══ Data to examine
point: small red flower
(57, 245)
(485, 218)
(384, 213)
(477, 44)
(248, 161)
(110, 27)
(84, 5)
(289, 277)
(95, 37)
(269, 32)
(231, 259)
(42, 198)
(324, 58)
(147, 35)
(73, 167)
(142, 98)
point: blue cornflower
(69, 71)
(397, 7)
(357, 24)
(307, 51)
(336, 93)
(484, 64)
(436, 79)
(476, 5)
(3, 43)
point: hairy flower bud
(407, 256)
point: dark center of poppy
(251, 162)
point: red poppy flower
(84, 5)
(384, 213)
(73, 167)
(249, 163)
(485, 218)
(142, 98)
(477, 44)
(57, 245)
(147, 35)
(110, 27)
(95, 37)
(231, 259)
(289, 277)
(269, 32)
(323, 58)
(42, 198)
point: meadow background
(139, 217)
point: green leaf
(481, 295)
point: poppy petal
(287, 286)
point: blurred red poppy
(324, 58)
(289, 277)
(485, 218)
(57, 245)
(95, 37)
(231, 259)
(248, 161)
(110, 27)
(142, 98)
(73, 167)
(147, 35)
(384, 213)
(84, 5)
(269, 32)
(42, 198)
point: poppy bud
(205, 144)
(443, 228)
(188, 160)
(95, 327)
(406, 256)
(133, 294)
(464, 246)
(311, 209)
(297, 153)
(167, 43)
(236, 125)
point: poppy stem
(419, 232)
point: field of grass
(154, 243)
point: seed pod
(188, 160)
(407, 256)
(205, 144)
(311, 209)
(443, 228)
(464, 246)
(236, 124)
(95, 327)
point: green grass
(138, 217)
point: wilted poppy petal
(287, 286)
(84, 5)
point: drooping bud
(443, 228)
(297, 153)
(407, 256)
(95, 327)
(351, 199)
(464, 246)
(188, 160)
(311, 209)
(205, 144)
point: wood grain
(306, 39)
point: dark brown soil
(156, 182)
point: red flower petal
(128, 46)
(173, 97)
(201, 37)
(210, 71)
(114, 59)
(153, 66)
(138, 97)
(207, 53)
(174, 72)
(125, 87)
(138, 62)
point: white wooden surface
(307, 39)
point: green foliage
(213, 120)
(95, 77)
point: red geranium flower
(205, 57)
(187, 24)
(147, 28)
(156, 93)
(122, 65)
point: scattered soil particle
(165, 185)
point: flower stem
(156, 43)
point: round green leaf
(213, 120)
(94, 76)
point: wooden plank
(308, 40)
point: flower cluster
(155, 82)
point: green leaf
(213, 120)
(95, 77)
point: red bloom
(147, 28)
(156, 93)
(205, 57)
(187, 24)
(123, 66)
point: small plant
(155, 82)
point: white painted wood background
════
All the records shown above need to be given again exactly.

point: small red flower
(57, 245)
(485, 218)
(384, 213)
(477, 44)
(248, 161)
(110, 27)
(84, 5)
(289, 277)
(95, 37)
(269, 32)
(231, 259)
(42, 198)
(324, 58)
(147, 35)
(73, 167)
(142, 98)
point: blue cornflower
(69, 71)
(397, 7)
(357, 24)
(307, 51)
(336, 93)
(484, 64)
(436, 79)
(476, 5)
(3, 43)
point: hairy flower bud
(407, 256)
point: dark center of poppy
(251, 162)
point: red poppy flower
(84, 5)
(384, 213)
(73, 167)
(249, 163)
(485, 218)
(142, 98)
(477, 44)
(57, 245)
(147, 35)
(110, 27)
(95, 37)
(231, 259)
(289, 277)
(269, 32)
(323, 58)
(42, 198)
point: meadow background
(139, 217)
point: green leaf
(481, 295)
point: poppy petal
(287, 286)
point: blurred red poppy
(324, 58)
(289, 277)
(485, 218)
(57, 245)
(95, 37)
(231, 259)
(248, 161)
(110, 27)
(142, 98)
(73, 167)
(147, 35)
(384, 213)
(84, 5)
(269, 32)
(42, 198)
point: poppy bud
(205, 144)
(443, 228)
(188, 160)
(95, 327)
(406, 256)
(133, 294)
(464, 246)
(311, 209)
(297, 153)
(167, 43)
(236, 125)
point: poppy stem
(419, 232)
point: field of grass
(154, 243)
point: seed pod
(188, 160)
(407, 256)
(205, 144)
(311, 209)
(443, 228)
(464, 246)
(236, 124)
(95, 327)
point: green grass
(138, 217)
point: wilted poppy petal
(287, 286)
(84, 5)
point: drooping bud
(443, 228)
(297, 153)
(407, 256)
(95, 327)
(351, 199)
(464, 246)
(188, 160)
(311, 209)
(205, 144)
point: wood grain
(306, 39)
point: dark brown soil
(156, 182)
point: red flower petal
(128, 46)
(173, 97)
(201, 37)
(210, 71)
(114, 59)
(153, 66)
(138, 97)
(207, 53)
(174, 72)
(125, 87)
(138, 62)
point: white wooden surface
(307, 39)
point: green foliage
(213, 120)
(95, 77)
point: red geranium flower
(205, 57)
(187, 24)
(147, 28)
(156, 93)
(122, 65)
point: scattered soil particle
(165, 185)
point: flower stem
(156, 43)
point: round green leaf
(213, 120)
(94, 76)
point: wooden plank
(308, 40)
point: flower cluster
(155, 82)
point: green leaf
(213, 120)
(95, 77)
point: red bloom
(147, 28)
(156, 93)
(205, 57)
(187, 24)
(123, 66)
point: small plant
(155, 82)
point: white painted wood background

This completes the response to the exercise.